Written exercise ▸ Please return the listing below line for line, with no changes.

Entries supplied ▸
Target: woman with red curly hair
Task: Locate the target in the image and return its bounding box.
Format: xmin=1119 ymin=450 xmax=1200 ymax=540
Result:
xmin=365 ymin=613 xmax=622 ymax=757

Answer to this problem ▸
Target: woman with red curly hair
Task: Locate the target in the image and return its bounding box.
Format: xmin=1119 ymin=450 xmax=1200 ymax=540
Result:
xmin=365 ymin=613 xmax=622 ymax=757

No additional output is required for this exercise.